▶ **Exercise**
In the forum thread on unsigned integer division in ARM Cortex-M0+ assembly, what should the DIVU subroutine do when R0 is 0?

▶ **Extracted text**
———

Unsigned integer division ARM Cortex-M0+ Assembly

Question 1

I am writing a subroutine for unsigned integer division in Assembly. I will call the subroutine DIVU.

Inputs: R1 will be the dividend. The divisor will be in R0.
Outputs: The quotient is going to be in RO and the remained in R1.

Basically, I am trying to make something like this:

R1 / R0 = R0remainderR1

If R0=0, I want to leave the input parameters unchanged and set the C flag when it returns. Otherwise, I just want to clear the C flag. I do not want to change any other registers' values after returning.

I have followed this idea:

Quotient = 0; 
while (Dividend >= Divisor) { 
 Dividend -= Divisor; 
 Quotient += 1;
}
Remainder = Dividend;

This is just a learning exercise, so the low performance of repeated subtraction is ok, as discussed in comments on the original Stack Overflow question posted before writing this code.

And in Assembly this is what I produced:

DIVU
 CMP R1,#0 ;compares R1 to 0
 BEQ AnsZero ;if R1=0, it branches to AnsZero (the final answer will be 0)
 CMP R0,#0 ;compares R0 to 0
 BEQ EndFlag ;if R0=0, it will go to the end to set C flag
 PUSH {R3, LR} ;saves R3 so it can used as a counter for quotient
 MOV R3,#0 ;sets R3 to 0
 While CMP R0,R1 ;start of while loop 
 BLT EndWhil ;Branches to end of while when dividend < divisor, otherwise goes through loop
 SUB R1,R1,R0 ;R1=R1-R0 , dividend=dividend-divisor
 ADD R3,R3,#1 ;R3=R3+1, quotient=quotient+1 (init is zero, so 0+1=1 if one successful loop)
 B While ;continues loop
EndWhil MOV R0,R3 ;R0=R3, the register that had the divisor gets the quotient
 POP {R3, PC} ;R3's original value is returned
 BX LR ;ends subroutine
EndFlag SUBS R0,R0,#1 
 MOV R0, #0 
 BX LR ;ends subroutine
AnsZero MOV R0,#0 ;sets R0=0 because R1=1, 0/X=0r0
 BX LR ;ends subroutine
 BX LR ;ends subroutine

Question 2

@PeterCordes did you have the improved solution you had mentioned in the other thread?

Question 3

Still working on it. Thumb mode is difficult; there's no MOV reg, #immediate, only MOVS, so it's actually hard to return with the C flag set. IDK if I can avoid saving/restoring a register in the return path that needs to have C set, just because ADD and SUB immediate are only available in their flag-setting forms. It would be a lot more sensible to make callers check for divide by zero instead of doing this weird flag-return calling convention!

———

▶ **Given material**
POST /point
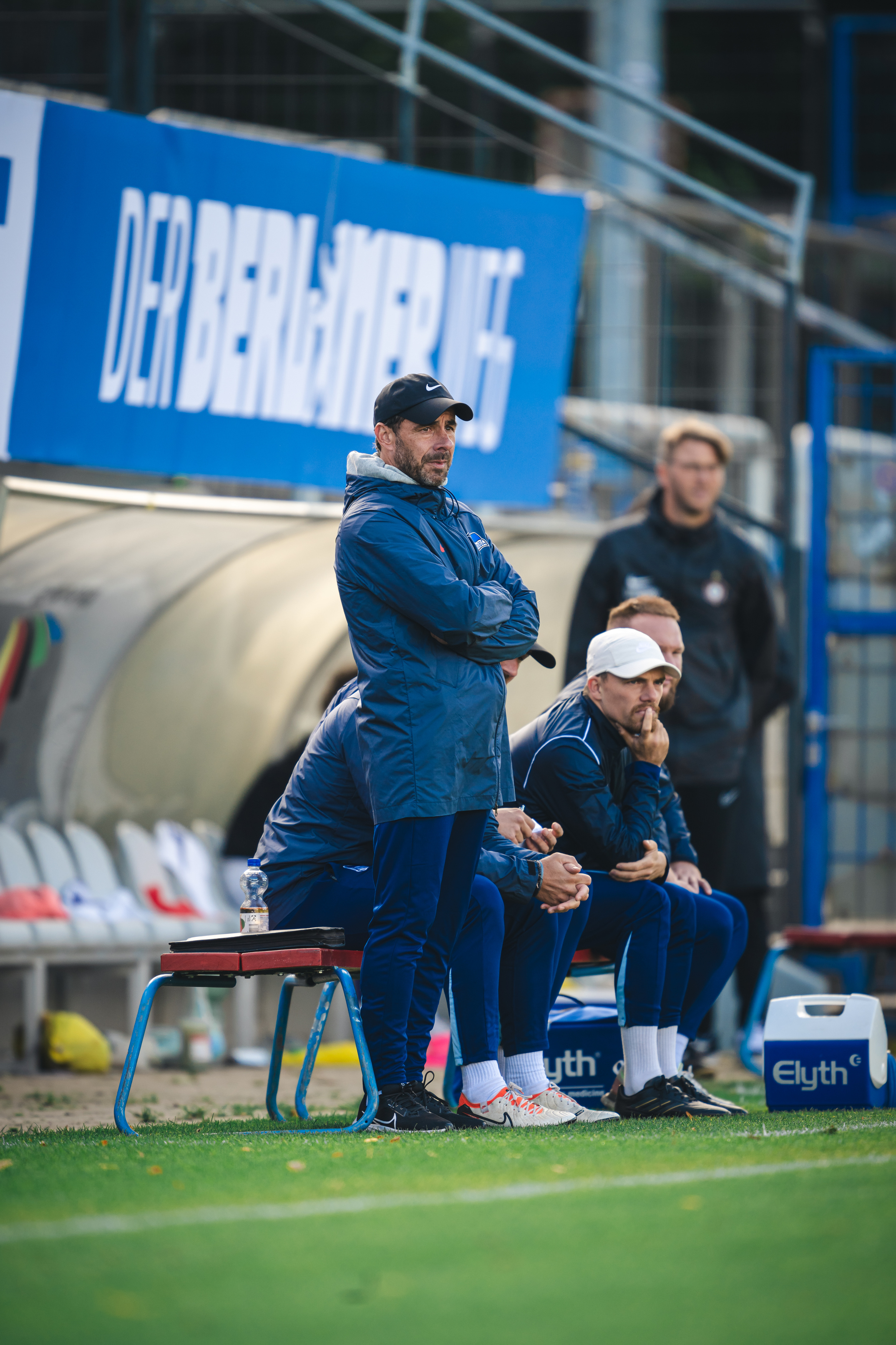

———

▶ **Answer to this exercise**
It should leave the input parameters unchanged and set the C flag when it returns.